Reproduce the listing below from its first line up to and including the line containing "x=403 y=799", keeping the request lines as they stand. Multiply every coordinate value in the answers by 1.3 and round each result to a whole number, with halves rounded up.

(Named-object pointing listing)
______________________________

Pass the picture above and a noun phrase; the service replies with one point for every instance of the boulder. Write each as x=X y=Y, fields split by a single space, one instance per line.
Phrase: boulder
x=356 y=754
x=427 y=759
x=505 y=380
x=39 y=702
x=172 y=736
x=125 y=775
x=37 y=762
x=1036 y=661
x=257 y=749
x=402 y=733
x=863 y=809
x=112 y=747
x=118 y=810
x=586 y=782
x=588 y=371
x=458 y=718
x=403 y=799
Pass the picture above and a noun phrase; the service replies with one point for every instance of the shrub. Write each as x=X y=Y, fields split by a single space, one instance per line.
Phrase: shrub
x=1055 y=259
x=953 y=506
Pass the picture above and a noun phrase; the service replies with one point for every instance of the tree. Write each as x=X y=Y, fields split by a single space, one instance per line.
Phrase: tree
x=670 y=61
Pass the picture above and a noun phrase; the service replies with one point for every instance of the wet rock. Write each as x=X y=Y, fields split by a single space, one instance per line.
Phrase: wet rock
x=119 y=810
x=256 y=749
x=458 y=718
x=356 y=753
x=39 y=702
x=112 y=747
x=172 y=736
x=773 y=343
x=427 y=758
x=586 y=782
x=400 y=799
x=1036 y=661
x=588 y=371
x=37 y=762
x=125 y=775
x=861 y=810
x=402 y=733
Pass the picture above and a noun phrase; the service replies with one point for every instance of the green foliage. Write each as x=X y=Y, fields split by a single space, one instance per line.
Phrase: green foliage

______________________________

• RESPONSE TO THE TASK:
Pass the picture above and a noun phrase; the service replies with one point for every instance of the boulder. Write each as x=X y=Y, fields split by a single space, one instance per line.
Phrase: boulder
x=463 y=980
x=555 y=987
x=657 y=494
x=51 y=913
x=224 y=957
x=163 y=1008
x=48 y=991
x=1347 y=859
x=334 y=974
x=523 y=953
x=1122 y=1052
x=146 y=971
x=153 y=1053
x=762 y=1017
x=764 y=482
x=595 y=933
x=524 y=1039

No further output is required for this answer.